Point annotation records

:::

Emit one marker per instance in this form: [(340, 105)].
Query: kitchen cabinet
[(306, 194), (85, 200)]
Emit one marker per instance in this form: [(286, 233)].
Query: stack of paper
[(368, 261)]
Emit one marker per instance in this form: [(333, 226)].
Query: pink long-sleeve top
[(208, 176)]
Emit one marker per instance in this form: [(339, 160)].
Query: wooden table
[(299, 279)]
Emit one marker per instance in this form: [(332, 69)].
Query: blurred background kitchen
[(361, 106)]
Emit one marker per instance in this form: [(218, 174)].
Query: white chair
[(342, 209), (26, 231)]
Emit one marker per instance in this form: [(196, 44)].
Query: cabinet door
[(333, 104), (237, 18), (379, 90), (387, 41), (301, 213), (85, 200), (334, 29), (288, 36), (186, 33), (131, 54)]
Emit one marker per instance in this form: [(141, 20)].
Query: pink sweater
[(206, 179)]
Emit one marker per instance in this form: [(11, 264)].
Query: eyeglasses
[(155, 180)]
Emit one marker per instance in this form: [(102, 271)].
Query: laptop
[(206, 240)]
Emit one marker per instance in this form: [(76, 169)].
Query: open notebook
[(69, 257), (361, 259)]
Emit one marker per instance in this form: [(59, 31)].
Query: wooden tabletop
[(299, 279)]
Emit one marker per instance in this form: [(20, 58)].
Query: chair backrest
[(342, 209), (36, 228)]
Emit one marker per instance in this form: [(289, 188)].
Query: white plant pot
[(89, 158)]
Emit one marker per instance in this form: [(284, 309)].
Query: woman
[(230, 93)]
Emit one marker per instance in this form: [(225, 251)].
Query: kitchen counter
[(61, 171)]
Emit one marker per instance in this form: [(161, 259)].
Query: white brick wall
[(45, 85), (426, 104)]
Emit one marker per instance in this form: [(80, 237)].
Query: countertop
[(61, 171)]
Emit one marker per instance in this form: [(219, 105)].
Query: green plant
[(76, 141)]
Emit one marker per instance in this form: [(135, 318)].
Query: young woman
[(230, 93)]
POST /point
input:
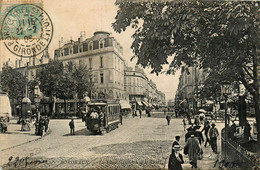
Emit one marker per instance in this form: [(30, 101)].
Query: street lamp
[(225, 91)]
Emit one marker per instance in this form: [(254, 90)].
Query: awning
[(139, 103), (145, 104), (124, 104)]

:::

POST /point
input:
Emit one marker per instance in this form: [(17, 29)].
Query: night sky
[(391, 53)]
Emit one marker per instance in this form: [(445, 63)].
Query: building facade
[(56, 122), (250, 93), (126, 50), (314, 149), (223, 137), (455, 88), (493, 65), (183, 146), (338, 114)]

:::

**TASK REQUIREMENTS:** Format everything in the records from the line containing "Emit one marker per instance in this form: [(219, 105)]." down to the line containing "[(225, 91)]", both included, as a numbered list without blank lines. Leave the pictures out.

**OUTPUT BELOW:**
1. Emit one marker per instance in this form: [(219, 105)].
2. Query: green plant
3. [(76, 141)]
4. Emit one marker per instance in this form: [(135, 318)].
5. Query: young woman
6. [(230, 93)]
7. POST /point
8. input:
9. Emit one marker per instance in this form: [(30, 101)].
10. Query: street lamp
11. [(225, 91)]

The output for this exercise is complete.